- _Task item_
State how many lines in the records below contain the string "white", and give nothing besides that number.

- _Data section_
****************************************

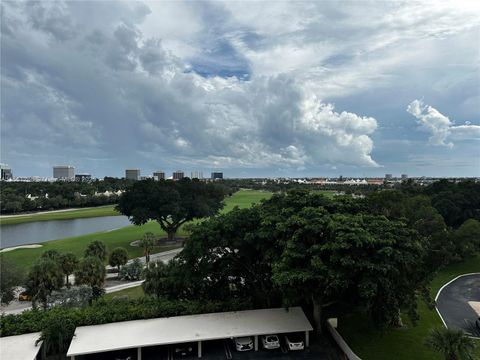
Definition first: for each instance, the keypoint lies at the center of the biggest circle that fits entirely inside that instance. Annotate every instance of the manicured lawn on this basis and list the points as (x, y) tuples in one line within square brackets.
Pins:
[(107, 210), (133, 293), (24, 258), (408, 342)]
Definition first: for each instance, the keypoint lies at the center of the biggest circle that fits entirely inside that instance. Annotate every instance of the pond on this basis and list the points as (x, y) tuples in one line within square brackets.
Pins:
[(41, 231)]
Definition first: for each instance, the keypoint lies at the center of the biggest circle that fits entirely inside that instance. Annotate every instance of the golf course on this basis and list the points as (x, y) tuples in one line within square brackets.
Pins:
[(24, 258)]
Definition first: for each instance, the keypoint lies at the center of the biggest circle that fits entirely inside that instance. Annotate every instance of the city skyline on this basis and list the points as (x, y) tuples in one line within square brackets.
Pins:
[(276, 89)]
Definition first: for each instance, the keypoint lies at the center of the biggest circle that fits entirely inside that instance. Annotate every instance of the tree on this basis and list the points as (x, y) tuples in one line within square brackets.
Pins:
[(97, 249), (68, 263), (170, 203), (147, 242), (45, 276), (10, 277), (467, 239), (91, 272), (57, 335), (51, 254), (118, 257), (451, 343)]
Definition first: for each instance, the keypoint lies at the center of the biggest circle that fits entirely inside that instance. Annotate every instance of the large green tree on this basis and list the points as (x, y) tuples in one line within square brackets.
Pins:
[(453, 344), (170, 203), (97, 249)]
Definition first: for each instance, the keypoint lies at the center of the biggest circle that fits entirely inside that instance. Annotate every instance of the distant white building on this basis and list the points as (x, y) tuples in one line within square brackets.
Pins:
[(132, 174), (64, 172), (197, 175)]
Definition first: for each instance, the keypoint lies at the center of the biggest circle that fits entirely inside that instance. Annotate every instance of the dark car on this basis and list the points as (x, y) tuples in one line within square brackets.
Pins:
[(183, 350)]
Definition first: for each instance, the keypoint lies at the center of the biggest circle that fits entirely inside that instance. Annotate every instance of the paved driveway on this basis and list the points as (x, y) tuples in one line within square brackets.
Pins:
[(452, 303)]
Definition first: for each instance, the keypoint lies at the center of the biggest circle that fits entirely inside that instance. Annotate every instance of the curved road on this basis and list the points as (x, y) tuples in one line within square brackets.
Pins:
[(452, 303)]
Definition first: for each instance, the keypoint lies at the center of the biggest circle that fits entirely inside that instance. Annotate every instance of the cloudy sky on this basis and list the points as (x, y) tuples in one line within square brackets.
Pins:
[(319, 88)]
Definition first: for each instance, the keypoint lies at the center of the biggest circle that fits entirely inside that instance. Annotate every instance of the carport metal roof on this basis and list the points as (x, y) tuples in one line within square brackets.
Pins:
[(19, 347), (189, 328)]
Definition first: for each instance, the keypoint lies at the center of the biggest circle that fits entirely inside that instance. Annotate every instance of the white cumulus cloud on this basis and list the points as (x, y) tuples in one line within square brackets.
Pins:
[(443, 131)]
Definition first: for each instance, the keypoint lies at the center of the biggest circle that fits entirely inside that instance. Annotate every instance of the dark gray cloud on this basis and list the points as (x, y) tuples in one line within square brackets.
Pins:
[(89, 83)]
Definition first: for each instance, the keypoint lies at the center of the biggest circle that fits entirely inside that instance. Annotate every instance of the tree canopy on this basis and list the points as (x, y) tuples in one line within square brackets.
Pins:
[(170, 203)]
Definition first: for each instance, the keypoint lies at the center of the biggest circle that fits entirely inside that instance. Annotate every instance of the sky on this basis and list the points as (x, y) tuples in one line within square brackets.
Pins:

****************************************

- _Exercise result_
2